■ **Stated problem**
Copy out every one of the following lines verbatim, changing nothing.

********************

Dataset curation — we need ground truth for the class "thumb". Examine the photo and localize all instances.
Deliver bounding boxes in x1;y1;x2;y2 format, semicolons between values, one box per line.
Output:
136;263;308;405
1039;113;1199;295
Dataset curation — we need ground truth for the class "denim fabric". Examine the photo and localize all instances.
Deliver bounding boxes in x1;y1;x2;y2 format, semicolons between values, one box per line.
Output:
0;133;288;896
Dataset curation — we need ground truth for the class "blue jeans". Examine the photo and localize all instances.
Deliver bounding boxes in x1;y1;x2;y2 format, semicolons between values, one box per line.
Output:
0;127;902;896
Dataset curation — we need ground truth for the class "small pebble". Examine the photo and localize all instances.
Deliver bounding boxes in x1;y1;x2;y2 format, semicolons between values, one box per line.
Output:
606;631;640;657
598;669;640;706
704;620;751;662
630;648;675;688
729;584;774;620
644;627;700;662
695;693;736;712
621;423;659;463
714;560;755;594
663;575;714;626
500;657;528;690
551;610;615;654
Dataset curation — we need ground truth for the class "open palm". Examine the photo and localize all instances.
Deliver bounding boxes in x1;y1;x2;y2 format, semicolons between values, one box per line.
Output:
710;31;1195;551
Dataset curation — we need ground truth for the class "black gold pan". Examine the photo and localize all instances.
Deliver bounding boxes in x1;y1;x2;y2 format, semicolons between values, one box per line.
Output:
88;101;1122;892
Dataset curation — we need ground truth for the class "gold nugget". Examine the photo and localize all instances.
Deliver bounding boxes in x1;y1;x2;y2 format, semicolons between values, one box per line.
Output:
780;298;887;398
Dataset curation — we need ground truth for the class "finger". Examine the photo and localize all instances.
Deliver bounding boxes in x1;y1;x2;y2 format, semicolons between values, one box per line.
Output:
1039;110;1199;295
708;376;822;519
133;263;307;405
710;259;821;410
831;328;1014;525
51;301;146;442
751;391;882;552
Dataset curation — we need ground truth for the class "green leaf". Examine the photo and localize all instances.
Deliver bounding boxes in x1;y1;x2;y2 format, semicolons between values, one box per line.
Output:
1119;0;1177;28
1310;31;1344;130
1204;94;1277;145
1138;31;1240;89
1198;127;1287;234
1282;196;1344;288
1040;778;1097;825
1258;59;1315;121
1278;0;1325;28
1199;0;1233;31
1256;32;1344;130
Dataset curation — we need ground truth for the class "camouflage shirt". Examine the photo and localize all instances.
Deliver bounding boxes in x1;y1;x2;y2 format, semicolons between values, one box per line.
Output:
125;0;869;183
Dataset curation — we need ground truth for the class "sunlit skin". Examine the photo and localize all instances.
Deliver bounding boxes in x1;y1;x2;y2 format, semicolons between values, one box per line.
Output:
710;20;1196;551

********************

■ **Finished answer**
Dataset curation — we need ground truth for the class "thumb". Examine the photo and localize all instances.
Deliver bounding boxes in x1;y1;x2;y2 format, semicolons between values, one box per line.
Output:
136;263;308;405
1039;113;1199;295
Dataset curation — we need ground truth for the class "denim fabric". Examine the photo and localize all instances.
Deliver bounding boxes in x1;y1;x2;y2 format, semicolons between values, one box per line.
Output:
0;133;288;896
Dataset curation — we need ground truth for the class "blue jeans". Examine the photo and localize all instances.
Deliver bounding boxes in x1;y1;x2;y2 format, semicolons between values, one box per line.
Output:
0;127;902;896
Dataset curation — we need ground truth for the class "small pebble". Examine the photo and localize all instances.
Deliver bounding boxes in x1;y1;x2;y2 format, semicolons between values, one box per line.
Output:
606;631;640;657
598;669;640;706
704;620;751;662
630;648;675;688
729;584;774;620
644;627;700;662
695;693;736;712
621;423;659;463
714;560;755;594
663;575;714;626
500;657;528;690
551;610;615;654
Dataset curation — we need ground truth for the class "open palm". Examine the photo and localize all instances.
Deliver bounding boxes in x1;y1;x2;y2 format, semicolons between values, one box per line.
Output:
710;31;1195;551
Dataset curation — we need ground truth for the class "black gold pan". Examine the photo and localize all instances.
Deliver bounding boxes in x1;y1;x2;y2 format, semicolons between values, one box per line.
Output:
88;101;1122;892
Dataset curation — we need ground truth for the class "gold nugget". Examine the photo and localize all instances.
Deliver bounding boxes in x1;y1;x2;y2 format, semicolons between values, one box per line.
Output:
780;298;887;398
Dataset curation — we need ground truth for the class "finger". Examine the photo and localize all instances.
Deliver bounding boxes in x1;y1;x2;y2 format, semicolons between values, one box per line.
Output:
1039;110;1199;295
708;376;822;519
133;263;307;405
710;259;821;410
831;328;1014;525
51;301;146;442
751;391;882;552
Dataset curation — we need ground truth for the class "green leaf". Examine the photo and localize all instances.
Deliver bounding boxes in x1;y1;x2;y2 format, semicolons between values, one box per line.
Output:
1119;0;1177;28
1310;31;1344;130
1204;94;1277;145
1138;31;1240;89
1198;127;1287;234
1282;196;1344;288
1040;778;1097;825
1258;59;1315;121
1278;0;1325;28
1199;0;1233;31
1256;32;1344;130
Dataset curation — we need ground truth for the class "camouflage shirt". Examine the photo and localize all instances.
Deliver bounding boxes in x1;y1;x2;y2 format, semicolons between values, one box per line.
Output:
125;0;869;183
Dataset curation — we need ground truth for the class "sunlit skin". Examine the photo and localize all instances.
Deliver bounding boxes in x1;y1;x2;y2 format, semicolons between values, one box per line.
Output:
710;20;1196;551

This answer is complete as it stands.